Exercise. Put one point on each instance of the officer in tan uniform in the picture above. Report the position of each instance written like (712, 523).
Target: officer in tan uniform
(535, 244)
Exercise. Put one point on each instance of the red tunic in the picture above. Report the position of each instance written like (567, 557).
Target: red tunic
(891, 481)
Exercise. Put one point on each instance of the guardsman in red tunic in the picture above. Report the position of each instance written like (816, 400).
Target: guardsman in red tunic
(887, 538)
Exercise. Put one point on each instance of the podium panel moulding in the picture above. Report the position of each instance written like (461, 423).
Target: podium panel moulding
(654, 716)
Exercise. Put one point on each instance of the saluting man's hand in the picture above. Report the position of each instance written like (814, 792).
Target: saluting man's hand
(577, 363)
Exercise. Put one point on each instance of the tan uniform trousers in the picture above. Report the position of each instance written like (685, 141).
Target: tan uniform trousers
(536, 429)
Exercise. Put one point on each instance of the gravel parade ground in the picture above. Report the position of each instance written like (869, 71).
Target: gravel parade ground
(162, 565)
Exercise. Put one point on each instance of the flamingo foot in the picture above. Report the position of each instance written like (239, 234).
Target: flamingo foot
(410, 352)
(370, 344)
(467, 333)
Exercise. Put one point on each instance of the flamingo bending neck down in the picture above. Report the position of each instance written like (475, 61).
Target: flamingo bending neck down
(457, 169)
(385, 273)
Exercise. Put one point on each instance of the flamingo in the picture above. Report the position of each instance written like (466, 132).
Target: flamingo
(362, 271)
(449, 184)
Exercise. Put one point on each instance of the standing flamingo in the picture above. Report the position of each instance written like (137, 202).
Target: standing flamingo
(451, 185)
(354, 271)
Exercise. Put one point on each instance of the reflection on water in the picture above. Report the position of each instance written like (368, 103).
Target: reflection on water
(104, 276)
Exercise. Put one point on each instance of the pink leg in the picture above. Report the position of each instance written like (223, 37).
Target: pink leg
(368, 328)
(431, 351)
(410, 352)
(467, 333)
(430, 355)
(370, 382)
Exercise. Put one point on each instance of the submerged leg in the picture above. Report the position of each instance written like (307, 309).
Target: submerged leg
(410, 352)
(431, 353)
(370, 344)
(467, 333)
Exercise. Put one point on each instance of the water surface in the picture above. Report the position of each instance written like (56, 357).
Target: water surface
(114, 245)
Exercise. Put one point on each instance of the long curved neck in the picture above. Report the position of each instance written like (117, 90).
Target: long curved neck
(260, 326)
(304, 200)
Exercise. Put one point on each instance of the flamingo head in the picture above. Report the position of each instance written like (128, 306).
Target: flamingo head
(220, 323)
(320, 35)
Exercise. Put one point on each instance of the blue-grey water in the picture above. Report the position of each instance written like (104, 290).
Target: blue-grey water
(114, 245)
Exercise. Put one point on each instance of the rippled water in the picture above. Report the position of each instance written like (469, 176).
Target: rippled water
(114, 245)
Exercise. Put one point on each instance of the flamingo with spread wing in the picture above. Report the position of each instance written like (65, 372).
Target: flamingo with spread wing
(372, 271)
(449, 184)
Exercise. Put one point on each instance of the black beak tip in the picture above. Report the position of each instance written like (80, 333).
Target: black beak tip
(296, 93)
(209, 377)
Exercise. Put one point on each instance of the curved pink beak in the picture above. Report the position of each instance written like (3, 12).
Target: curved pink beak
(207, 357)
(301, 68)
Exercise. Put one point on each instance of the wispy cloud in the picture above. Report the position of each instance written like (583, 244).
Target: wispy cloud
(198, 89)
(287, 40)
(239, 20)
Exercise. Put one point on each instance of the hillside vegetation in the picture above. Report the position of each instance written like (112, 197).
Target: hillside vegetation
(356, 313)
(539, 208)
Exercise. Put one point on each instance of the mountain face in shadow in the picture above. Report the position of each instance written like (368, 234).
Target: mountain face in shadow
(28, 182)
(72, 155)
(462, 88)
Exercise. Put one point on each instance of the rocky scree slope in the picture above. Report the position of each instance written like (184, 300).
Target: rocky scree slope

====

**WORK TO BE COMPLETED:** Each of the records should be retyped exactly.

**RESULT:**
Exercise. Put one point on each instance of the officer in tan uniform in the picture above. Report the position of each instance written like (712, 523).
Target: officer in tan uniform
(535, 244)
Exercise. Put one point on each instance of the red tunic in the picture above. Report the position of each instance written like (567, 557).
Target: red tunic
(891, 481)
Exercise. Put one point on each instance of the guardsman in red tunic in the picture above. Report the position of each instance written like (816, 400).
Target: guardsman in red tunic
(887, 538)
Exercise. Put one point on each instance of the podium panel moulding in the picture above. Report the position of each instance written like (461, 423).
Target: podium panel moulding
(654, 716)
Exercise. Put one point on each instance of the saluting man's hand in the picture above. Report the position of each instance written like (814, 792).
Target: saluting man's hand
(577, 363)
Exercise. Put one point on each instance of the tan uniform trousers in the picture above. Report the position of each instance written like (685, 141).
Target: tan uniform trousers
(536, 429)
Exercise. Put one point on each instance of the gravel parade ground in the picture above. Report the position of each instance written like (869, 71).
Target: gravel parade ground
(162, 565)
Exercise. Put one point on each instance of the flamingo foot in the picture above. Report the position of each instance written like (239, 234).
Target: flamingo foot
(410, 352)
(370, 344)
(467, 333)
Exercise. Put one point on each instance of the flamingo bending neck down in the picture above. Report the position of each instance written like (475, 61).
Target: flamingo bending neck down
(457, 169)
(385, 273)
Exercise. Put one point on each instance of the flamingo in the picture above. Report the position of each instance written like (466, 132).
Target: flamingo
(362, 271)
(449, 184)
Exercise. Put one point on each instance of the standing flamingo in the picture above. Report the position of each instance written like (137, 202).
Target: standing flamingo
(451, 185)
(354, 271)
Exercise. Put one point on each instance of the reflection on water in the picture above. Report the position of each instance written like (368, 103).
Target: reflection on water
(104, 276)
Exercise. Put one point on each instance of the pink leg in the picture above. Report the position of each instance written like (223, 37).
Target: pink leg
(368, 328)
(431, 351)
(410, 352)
(467, 333)
(430, 355)
(370, 382)
Exercise. Put one point on each instance of the submerged leg in the picture above. Report the position of each instance written like (307, 309).
Target: submerged leg
(410, 352)
(431, 353)
(370, 344)
(467, 333)
Exercise. Put one point on each instance of the water surface in the picture above. Report the position of each instance written like (56, 357).
Target: water surface
(114, 245)
Exercise. Put one point on each instance of the long curved neck in the picture above. Report the position of each instance written like (117, 90).
Target: long curved neck
(260, 326)
(304, 200)
Exercise. Put one point on each instance of the flamingo head in the picture above. Report the position of each instance written like (128, 306).
Target: flamingo head
(220, 323)
(320, 35)
Exercise. Put one point on each instance of the blue-grey water in the picture above. Report the position of each instance written like (104, 290).
Target: blue-grey water
(114, 245)
Exercise. Put one point on each instance of the rippled water in the picture above. Report the position of each instance written like (469, 176).
Target: rippled water
(114, 245)
Exercise. Put one point on each instance of the flamingo with spread wing in the picture above. Report the position of each instance written like (65, 372).
Target: flamingo with spread wing
(372, 271)
(449, 184)
Exercise. Put one point on each instance of the black beak tip in the picture above. Report the position of each instance written like (80, 333).
Target: black beak tip
(296, 93)
(209, 377)
Exercise. Put one point on each instance of the curved pink beak in the picture above. Report the position of each instance written like (3, 12).
Target: curved pink beak
(207, 357)
(301, 68)
Exercise. Put one point on each instance of the wispy cloud in the picture above. Report the position of each instance written like (583, 244).
Target: wispy cloud
(198, 89)
(287, 40)
(239, 20)
Exercise. Put one point on each instance of the hillside vegetation in the picture above. Report the position of each instance written like (112, 197).
Target: hillside vegetation
(356, 313)
(539, 208)
Exercise. Put one point on each instance of the mountain face in shadow in the picture above. Report the position of each instance written like (368, 234).
Target: mountain face in shadow
(28, 182)
(72, 155)
(462, 88)
Exercise. Put one point on each instance of the rocky scree slope in the picture above. Report the position of each instance written like (184, 300).
Target: rocky scree slope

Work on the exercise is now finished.